Instructions for the task: Pull out each line of the rows below that contains the word "shoulder". Match case exactly.

Begin Available data

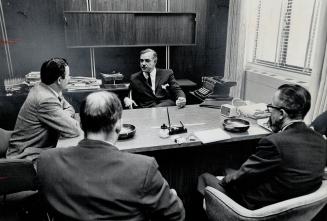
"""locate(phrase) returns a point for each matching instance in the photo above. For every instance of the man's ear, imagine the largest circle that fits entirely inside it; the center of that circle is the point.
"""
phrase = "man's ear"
(118, 126)
(283, 113)
(59, 80)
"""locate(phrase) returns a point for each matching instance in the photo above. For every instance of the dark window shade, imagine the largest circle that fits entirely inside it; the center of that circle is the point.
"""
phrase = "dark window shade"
(111, 29)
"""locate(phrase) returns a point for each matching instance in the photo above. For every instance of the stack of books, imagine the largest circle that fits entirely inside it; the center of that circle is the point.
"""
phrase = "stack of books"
(83, 83)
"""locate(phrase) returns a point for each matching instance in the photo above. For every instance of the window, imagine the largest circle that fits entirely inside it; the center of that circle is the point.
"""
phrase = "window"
(282, 33)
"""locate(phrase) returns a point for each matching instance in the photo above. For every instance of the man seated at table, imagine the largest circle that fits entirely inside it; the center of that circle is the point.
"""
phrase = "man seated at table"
(45, 114)
(96, 181)
(286, 164)
(154, 87)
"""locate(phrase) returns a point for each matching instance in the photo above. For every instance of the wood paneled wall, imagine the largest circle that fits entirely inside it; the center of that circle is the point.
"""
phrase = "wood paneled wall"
(128, 5)
(114, 29)
(37, 26)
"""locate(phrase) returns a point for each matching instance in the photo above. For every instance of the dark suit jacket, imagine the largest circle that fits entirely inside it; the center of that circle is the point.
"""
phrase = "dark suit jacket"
(96, 181)
(40, 122)
(285, 165)
(143, 94)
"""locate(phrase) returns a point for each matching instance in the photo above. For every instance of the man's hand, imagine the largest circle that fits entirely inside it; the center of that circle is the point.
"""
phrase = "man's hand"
(129, 102)
(181, 102)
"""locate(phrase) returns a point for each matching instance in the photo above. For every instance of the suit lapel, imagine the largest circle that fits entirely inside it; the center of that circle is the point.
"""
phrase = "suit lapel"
(144, 82)
(158, 78)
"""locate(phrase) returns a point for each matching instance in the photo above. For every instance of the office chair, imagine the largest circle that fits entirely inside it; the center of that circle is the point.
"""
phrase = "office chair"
(4, 141)
(16, 175)
(220, 207)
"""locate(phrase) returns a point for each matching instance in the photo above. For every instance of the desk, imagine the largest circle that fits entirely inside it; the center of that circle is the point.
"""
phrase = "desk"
(182, 164)
(148, 121)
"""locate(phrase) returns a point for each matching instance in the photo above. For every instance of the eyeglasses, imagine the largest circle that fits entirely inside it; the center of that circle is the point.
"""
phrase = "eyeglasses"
(269, 106)
(272, 106)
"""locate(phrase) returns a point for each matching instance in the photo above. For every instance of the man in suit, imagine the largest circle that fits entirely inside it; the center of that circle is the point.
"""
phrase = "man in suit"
(45, 114)
(96, 181)
(286, 164)
(154, 87)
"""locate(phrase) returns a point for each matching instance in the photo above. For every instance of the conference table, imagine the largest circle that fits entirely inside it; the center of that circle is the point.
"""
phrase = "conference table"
(182, 163)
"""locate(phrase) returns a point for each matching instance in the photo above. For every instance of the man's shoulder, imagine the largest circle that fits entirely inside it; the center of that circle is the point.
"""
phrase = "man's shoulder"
(135, 75)
(164, 71)
(41, 92)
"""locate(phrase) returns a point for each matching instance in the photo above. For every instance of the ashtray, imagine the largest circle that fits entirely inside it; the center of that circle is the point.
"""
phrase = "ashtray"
(127, 131)
(236, 125)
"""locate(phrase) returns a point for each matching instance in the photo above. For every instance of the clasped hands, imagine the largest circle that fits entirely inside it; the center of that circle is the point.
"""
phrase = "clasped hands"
(180, 102)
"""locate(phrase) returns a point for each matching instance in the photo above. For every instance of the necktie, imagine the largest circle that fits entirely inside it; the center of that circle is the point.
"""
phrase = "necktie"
(149, 80)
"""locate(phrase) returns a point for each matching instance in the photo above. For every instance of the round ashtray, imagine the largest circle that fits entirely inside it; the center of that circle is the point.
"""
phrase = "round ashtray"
(127, 131)
(236, 125)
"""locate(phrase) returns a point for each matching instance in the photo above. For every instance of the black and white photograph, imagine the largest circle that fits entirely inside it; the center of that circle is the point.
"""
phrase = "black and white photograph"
(163, 110)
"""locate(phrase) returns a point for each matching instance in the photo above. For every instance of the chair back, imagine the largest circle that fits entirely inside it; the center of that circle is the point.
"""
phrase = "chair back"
(16, 175)
(220, 207)
(4, 141)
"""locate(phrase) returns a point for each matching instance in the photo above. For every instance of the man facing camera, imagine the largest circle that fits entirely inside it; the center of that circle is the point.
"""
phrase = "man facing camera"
(45, 114)
(286, 164)
(152, 87)
(96, 181)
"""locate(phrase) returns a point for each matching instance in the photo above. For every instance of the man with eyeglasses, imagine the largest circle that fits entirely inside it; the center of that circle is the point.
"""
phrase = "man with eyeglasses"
(286, 164)
(154, 87)
(45, 114)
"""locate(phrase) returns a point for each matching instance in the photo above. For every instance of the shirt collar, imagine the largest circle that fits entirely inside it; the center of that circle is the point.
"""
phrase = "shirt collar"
(51, 89)
(152, 73)
(290, 123)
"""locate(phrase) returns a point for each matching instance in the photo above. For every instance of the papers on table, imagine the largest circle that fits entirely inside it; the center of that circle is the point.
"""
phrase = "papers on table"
(213, 135)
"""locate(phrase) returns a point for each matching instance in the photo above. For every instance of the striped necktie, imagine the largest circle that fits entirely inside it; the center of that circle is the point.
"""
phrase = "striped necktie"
(149, 80)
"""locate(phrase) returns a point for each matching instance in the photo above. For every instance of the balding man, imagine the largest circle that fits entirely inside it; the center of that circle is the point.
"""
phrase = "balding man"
(96, 181)
(154, 87)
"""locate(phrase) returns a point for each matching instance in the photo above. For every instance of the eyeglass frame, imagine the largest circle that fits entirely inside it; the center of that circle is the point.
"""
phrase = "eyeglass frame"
(278, 108)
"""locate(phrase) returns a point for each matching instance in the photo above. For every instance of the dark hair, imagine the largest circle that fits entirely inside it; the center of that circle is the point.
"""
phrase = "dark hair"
(100, 111)
(154, 53)
(52, 69)
(295, 100)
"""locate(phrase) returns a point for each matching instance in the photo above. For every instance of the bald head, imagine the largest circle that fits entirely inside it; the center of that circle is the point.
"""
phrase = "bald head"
(99, 112)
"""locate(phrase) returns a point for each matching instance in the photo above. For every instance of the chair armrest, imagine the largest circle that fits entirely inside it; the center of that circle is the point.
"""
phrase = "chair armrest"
(319, 196)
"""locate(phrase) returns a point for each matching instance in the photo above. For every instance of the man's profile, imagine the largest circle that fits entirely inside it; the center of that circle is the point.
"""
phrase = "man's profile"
(96, 181)
(286, 164)
(45, 114)
(154, 87)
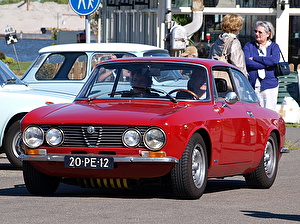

End Available data

The reply:
"""locate(phrase) returns a point for each matching instance in the photo above. For every instance of the man's shoulder, imagine the largest circle that fits entirely inside it; the center of that circle is the point.
phrase = "man's shoulder"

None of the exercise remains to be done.